Reproduce all of the rows below without changing anything, but leave out the pictures.
--- Begin EXERCISE MATERIAL ---
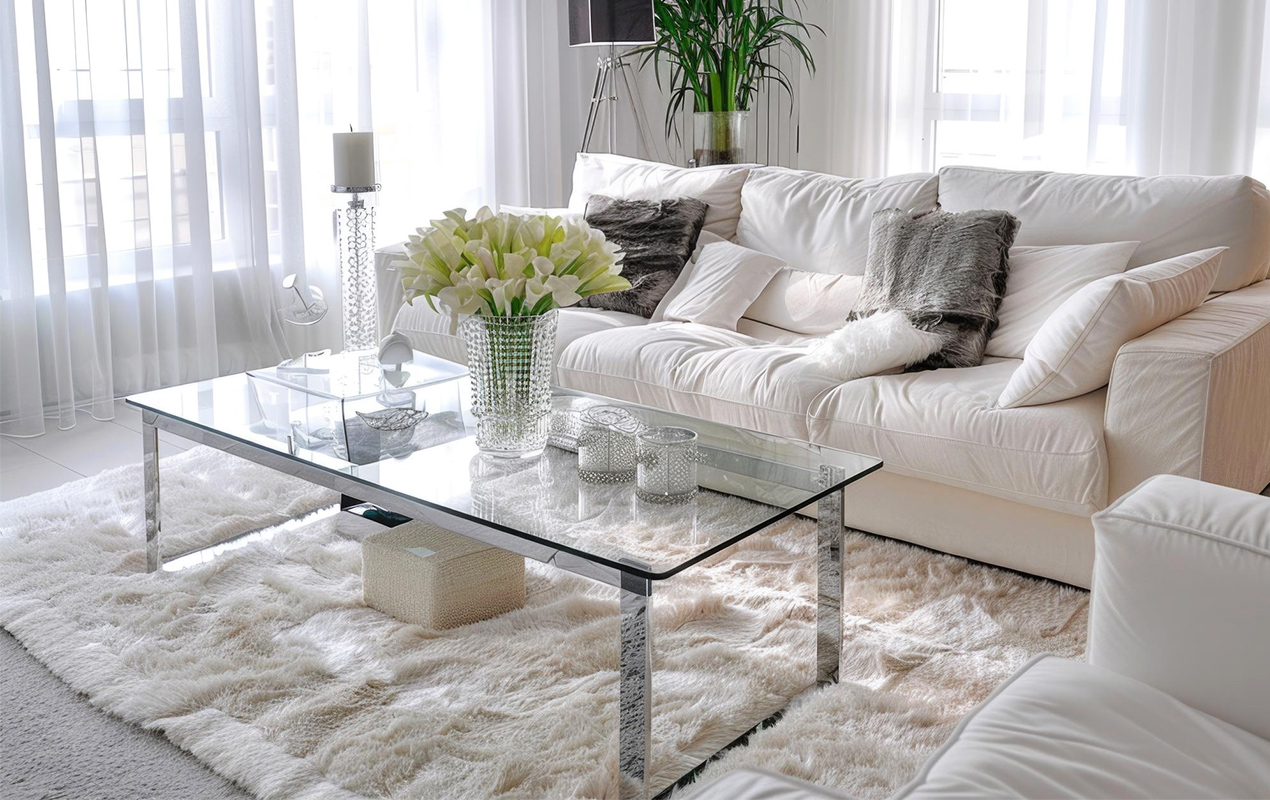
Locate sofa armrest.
[1105,282,1270,500]
[1087,472,1270,739]
[375,243,405,339]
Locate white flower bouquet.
[399,208,631,329]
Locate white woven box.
[362,521,525,629]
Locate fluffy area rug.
[0,448,1086,799]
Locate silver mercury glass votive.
[635,427,701,504]
[578,405,644,484]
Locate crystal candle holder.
[578,405,644,484]
[547,397,603,453]
[635,428,701,504]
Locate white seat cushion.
[809,359,1107,516]
[392,300,648,375]
[899,657,1270,800]
[558,323,839,439]
[934,166,1270,292]
[737,166,939,276]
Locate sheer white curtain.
[801,0,1270,179]
[0,0,566,436]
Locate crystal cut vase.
[461,311,558,458]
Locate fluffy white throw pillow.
[984,241,1138,358]
[658,241,785,330]
[744,267,865,337]
[808,311,944,381]
[997,248,1228,409]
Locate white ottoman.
[362,521,525,629]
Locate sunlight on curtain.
[801,0,1270,180]
[0,0,497,436]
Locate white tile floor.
[0,400,193,502]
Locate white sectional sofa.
[690,476,1270,800]
[381,154,1270,587]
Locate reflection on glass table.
[248,352,467,463]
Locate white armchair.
[692,475,1270,800]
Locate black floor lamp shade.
[569,0,654,47]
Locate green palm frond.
[632,0,824,137]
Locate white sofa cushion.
[569,152,749,239]
[658,241,785,330]
[895,657,1270,800]
[984,241,1138,358]
[934,166,1270,292]
[997,248,1226,409]
[1088,477,1270,746]
[809,361,1107,516]
[556,323,839,439]
[744,267,865,337]
[1105,281,1270,498]
[392,300,648,375]
[737,166,939,276]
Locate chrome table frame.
[141,408,858,800]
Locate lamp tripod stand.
[582,44,664,161]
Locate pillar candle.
[333,133,375,187]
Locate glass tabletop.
[127,365,881,580]
[248,350,467,400]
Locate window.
[925,0,1126,173]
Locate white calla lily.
[398,208,630,326]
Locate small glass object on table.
[635,427,701,505]
[248,350,467,463]
[578,405,644,484]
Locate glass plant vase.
[461,310,558,458]
[692,110,749,166]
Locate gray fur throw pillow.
[578,194,706,317]
[848,208,1019,370]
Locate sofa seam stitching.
[808,413,1105,457]
[1099,510,1270,559]
[878,459,1106,516]
[556,364,812,424]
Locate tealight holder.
[635,427,701,505]
[578,405,644,484]
[547,397,603,453]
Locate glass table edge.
[124,392,883,580]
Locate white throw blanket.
[808,311,942,381]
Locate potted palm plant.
[631,0,824,166]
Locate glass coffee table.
[127,356,881,799]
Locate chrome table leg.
[815,465,843,684]
[617,573,653,800]
[141,410,163,573]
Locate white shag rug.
[0,448,1086,799]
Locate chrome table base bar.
[141,409,845,800]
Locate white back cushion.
[997,248,1226,409]
[659,241,785,330]
[737,166,939,276]
[939,166,1270,292]
[984,241,1138,358]
[569,152,749,239]
[745,267,865,337]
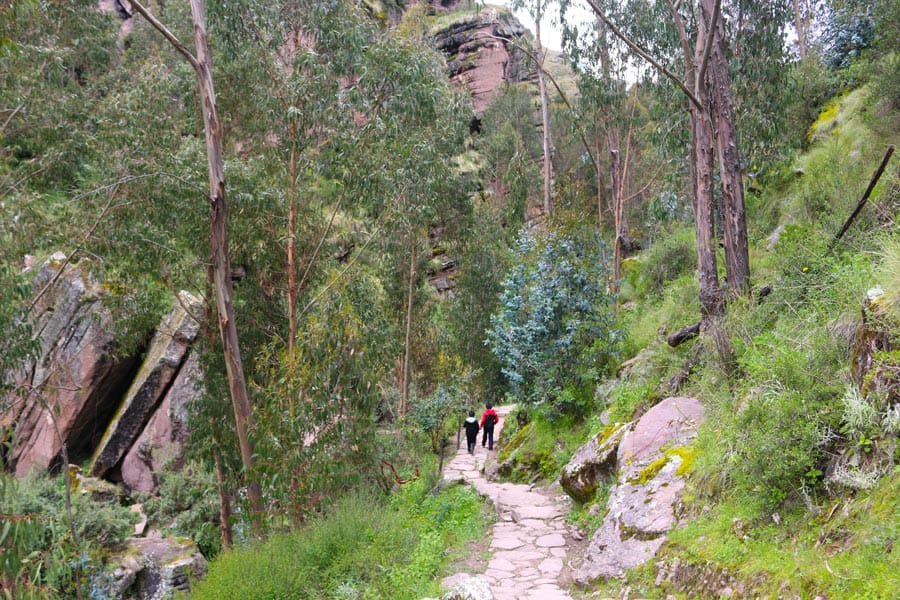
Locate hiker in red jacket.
[481,402,500,450]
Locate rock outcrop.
[0,253,135,477]
[434,8,536,116]
[120,353,202,494]
[559,423,632,503]
[0,253,203,492]
[90,292,203,477]
[104,537,207,600]
[575,398,704,585]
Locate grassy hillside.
[502,83,900,598]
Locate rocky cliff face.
[0,254,202,492]
[432,1,536,116]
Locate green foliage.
[668,473,900,599]
[498,408,586,483]
[254,270,391,523]
[0,474,134,599]
[488,223,620,416]
[191,480,485,600]
[626,227,697,299]
[411,383,469,454]
[142,462,222,559]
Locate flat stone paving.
[444,406,572,600]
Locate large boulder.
[0,253,136,476]
[90,291,203,477]
[434,8,535,115]
[120,352,202,494]
[575,398,704,585]
[103,535,207,600]
[559,423,632,503]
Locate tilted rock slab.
[575,397,705,585]
[89,291,203,477]
[121,352,202,494]
[0,253,134,477]
[559,423,633,503]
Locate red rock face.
[435,9,534,115]
[0,255,138,476]
[0,254,202,492]
[121,353,201,494]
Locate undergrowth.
[191,479,487,600]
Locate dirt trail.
[444,406,572,600]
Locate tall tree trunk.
[191,0,262,533]
[209,417,234,548]
[534,0,553,215]
[691,7,725,321]
[287,123,300,360]
[594,131,603,228]
[131,0,262,535]
[398,232,416,416]
[606,127,625,292]
[701,0,750,293]
[794,0,806,59]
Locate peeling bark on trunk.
[287,123,300,359]
[397,233,416,417]
[191,0,262,533]
[701,0,750,294]
[794,0,806,59]
[691,10,725,321]
[131,0,262,535]
[534,0,553,215]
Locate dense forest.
[0,0,900,600]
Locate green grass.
[191,480,487,600]
[666,472,900,599]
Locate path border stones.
[443,406,572,600]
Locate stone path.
[444,406,572,600]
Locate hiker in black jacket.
[464,410,478,454]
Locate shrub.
[633,227,697,297]
[0,474,133,599]
[488,228,621,411]
[191,479,484,600]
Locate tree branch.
[587,0,702,109]
[697,0,722,90]
[130,0,200,71]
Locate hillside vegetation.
[0,0,900,599]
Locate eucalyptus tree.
[572,0,784,322]
[131,0,262,531]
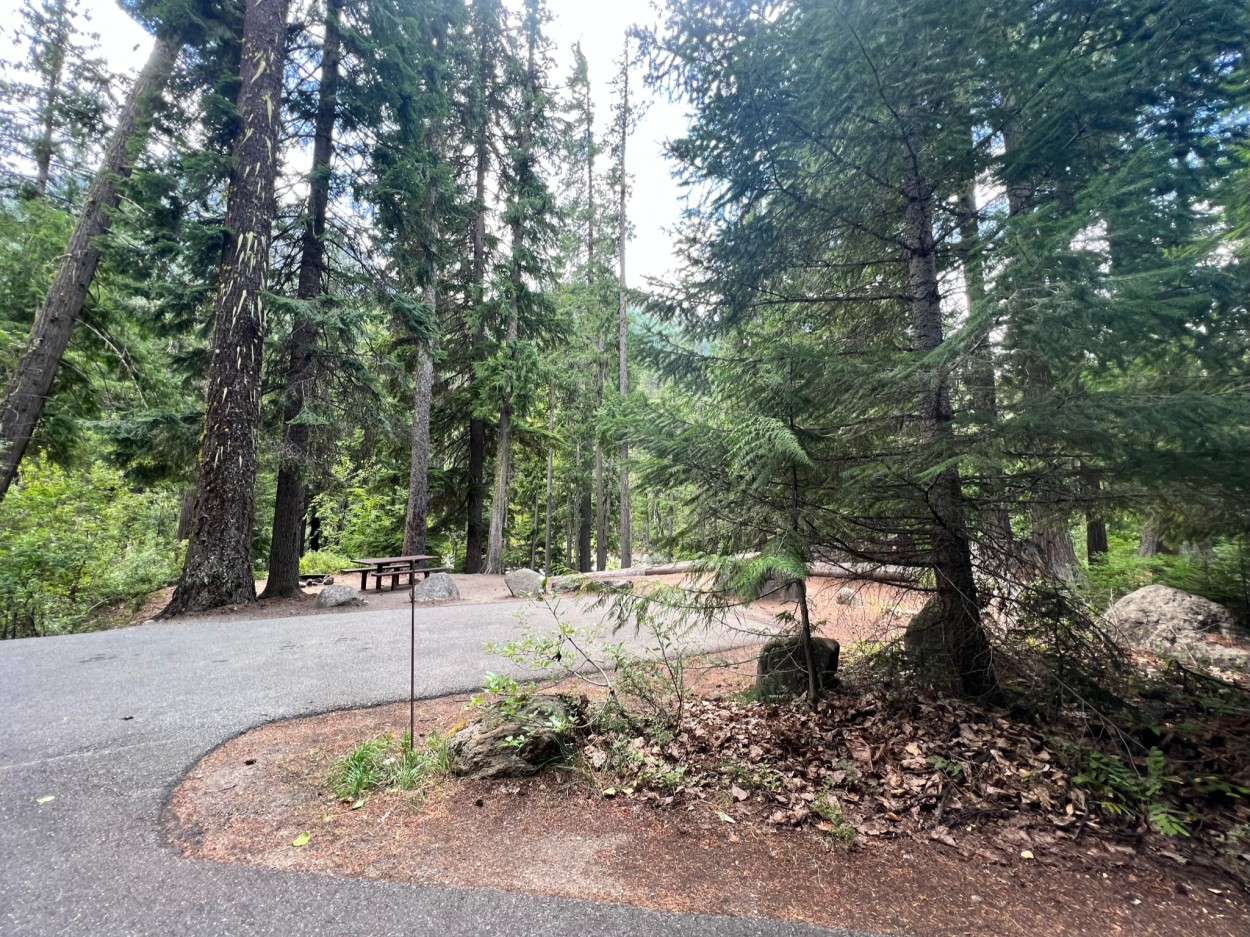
--- End EXERCISE MATERIAL ---
> [ANSWER TO THIS PROBLEM]
Locate sofa armrest.
[1105,282,1270,500]
[1087,472,1270,739]
[375,243,405,339]
Locate white flower bouquet.
[399,208,631,329]
Locate white woven box.
[362,521,525,629]
Locate fluffy area rug.
[0,448,1086,799]
Locate silver mercury glass votive.
[635,427,701,504]
[578,405,644,484]
Locate crystal candle holder.
[578,405,644,484]
[547,397,603,453]
[635,428,701,504]
Locate white seat cushion.
[809,359,1107,516]
[392,300,648,375]
[899,657,1270,800]
[558,323,839,439]
[934,166,1270,292]
[737,166,939,276]
Locate sheer white curtain.
[801,0,1270,179]
[0,0,566,436]
Locate crystal cut vase.
[461,311,558,458]
Locate fluffy white throw pillow.
[984,241,1138,358]
[658,241,785,330]
[744,267,865,337]
[808,311,944,381]
[997,248,1228,409]
Locate white ottoman.
[362,521,525,629]
Locate sunlight on curtain.
[801,0,1270,180]
[0,0,497,436]
Locate white tile floor.
[0,400,193,502]
Locate white sectional sofa.
[690,476,1270,800]
[381,154,1270,587]
Locate reflection on glass table.
[248,352,467,463]
Locate white armchair.
[692,475,1270,800]
Locate black floor lamp shade.
[569,0,654,47]
Locate green palm frond.
[632,0,824,137]
Locate white sofa cushion.
[569,152,749,239]
[658,241,785,330]
[895,657,1270,800]
[984,241,1138,358]
[934,166,1270,292]
[997,248,1226,409]
[1088,477,1270,746]
[809,361,1107,516]
[556,323,839,439]
[744,267,865,337]
[1105,281,1270,498]
[392,300,648,375]
[737,166,939,276]
Locate chrome table frame.
[141,408,858,800]
Locate lamp tripod stand.
[582,44,664,161]
Locate pillar candle.
[333,133,375,187]
Locate glass tabletop.
[127,365,881,580]
[248,350,467,400]
Locate window.
[925,0,1126,173]
Locate white calla lily.
[398,208,630,326]
Locate small glass object on table.
[635,427,701,505]
[248,350,467,463]
[578,405,644,484]
Locate glass plant vase.
[461,310,558,458]
[692,110,749,166]
Locate gray fur throw pillow.
[578,194,706,317]
[848,208,1019,370]
Locate sofa seam stitching.
[808,413,1105,457]
[1099,510,1270,559]
[878,459,1106,516]
[556,364,812,424]
Locate tealight holder.
[635,427,701,505]
[578,405,644,484]
[547,397,603,453]
Locate glass table edge.
[124,392,883,580]
Locate white throw blanket.
[808,311,942,381]
Locate potted palm plant.
[631,0,824,166]
Locate glass coffee table.
[127,356,881,799]
Locate chrome table leg.
[815,465,843,684]
[617,573,653,800]
[141,410,163,573]
Locate white shag rug.
[0,448,1086,799]
Locate chrome table base bar.
[141,409,845,800]
Locate white back cushion.
[997,248,1226,409]
[659,241,785,330]
[737,166,939,276]
[939,166,1270,292]
[984,241,1138,358]
[569,152,749,239]
[745,267,865,337]
Locate hiker in red jacket.
[481,402,500,450]
Locate rock outcrop.
[0,253,135,477]
[434,8,536,116]
[120,353,202,494]
[559,423,632,503]
[0,253,203,492]
[90,292,203,477]
[104,537,207,600]
[575,398,704,585]
Locate grassy hillside.
[502,83,900,598]
Locate rocky cliff face.
[0,254,202,492]
[432,1,536,116]
Locate green foliage.
[668,473,900,599]
[498,408,586,483]
[254,270,391,523]
[0,474,134,599]
[488,223,620,416]
[191,480,485,600]
[626,227,697,299]
[411,383,469,454]
[142,462,222,559]
Locate flat stone paving.
[444,406,572,600]
Locate large boulder.
[0,253,136,476]
[90,291,203,477]
[434,8,535,115]
[120,352,202,494]
[575,398,704,585]
[103,535,207,600]
[559,423,632,503]
Locate tilted rock slab.
[575,397,705,585]
[89,291,203,477]
[121,352,202,494]
[0,253,134,477]
[559,423,633,503]
Locate red rock face.
[435,9,534,115]
[0,255,138,476]
[0,254,202,492]
[121,353,201,494]
Locate undergrowth.
[191,479,487,600]
Locate dirt trail.
[444,406,572,600]
Locate tall tree trunk.
[191,0,262,533]
[209,417,234,548]
[534,0,553,215]
[691,7,725,321]
[287,123,300,360]
[594,131,603,228]
[131,0,262,535]
[398,232,416,416]
[606,127,625,292]
[701,0,750,293]
[794,0,806,59]
Locate peeling bark on trunk.
[287,123,300,359]
[397,233,416,417]
[191,0,262,533]
[701,0,750,294]
[794,0,806,59]
[691,10,725,321]
[131,0,262,535]
[534,0,553,215]
Locate dense forest.
[0,0,900,600]
Locate green grass.
[191,480,487,600]
[666,472,900,599]
Locate path border stones.
[443,406,572,600]
Locate stone path.
[444,406,572,600]
Locate hiker in black jacket.
[464,410,478,454]
Locate shrub.
[633,227,697,297]
[0,474,133,599]
[488,228,621,411]
[191,479,484,600]
Locate tree branch.
[587,0,702,109]
[697,0,722,90]
[130,0,200,71]
Locate hillside vegetation.
[0,0,900,599]
Locate eucalyptus tree.
[572,0,784,322]
[131,0,262,531]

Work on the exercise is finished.